| WORK REQUEST |
Look through the entries below for the line that contains "label: curved metal handle", then set down that line and each one after it exactly, through the last.

| Saved data entries |
****************************************

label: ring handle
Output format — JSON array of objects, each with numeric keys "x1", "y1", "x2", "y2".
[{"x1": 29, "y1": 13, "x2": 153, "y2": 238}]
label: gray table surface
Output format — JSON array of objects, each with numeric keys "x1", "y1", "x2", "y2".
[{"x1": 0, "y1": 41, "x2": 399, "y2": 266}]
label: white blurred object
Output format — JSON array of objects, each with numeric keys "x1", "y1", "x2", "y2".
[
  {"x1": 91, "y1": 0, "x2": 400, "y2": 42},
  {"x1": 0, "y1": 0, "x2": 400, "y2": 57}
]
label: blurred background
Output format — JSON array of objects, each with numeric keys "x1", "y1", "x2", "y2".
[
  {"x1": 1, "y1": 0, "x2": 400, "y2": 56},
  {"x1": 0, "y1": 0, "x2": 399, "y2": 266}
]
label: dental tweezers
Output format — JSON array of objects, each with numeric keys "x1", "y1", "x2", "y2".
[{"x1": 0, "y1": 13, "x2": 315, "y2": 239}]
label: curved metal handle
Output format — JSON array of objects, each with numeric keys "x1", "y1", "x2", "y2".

****************************************

| EXERCISE SOLUTION |
label: curved metal handle
Output format — JSON array of objects, each with numeric keys "x1", "y1", "x2", "y2".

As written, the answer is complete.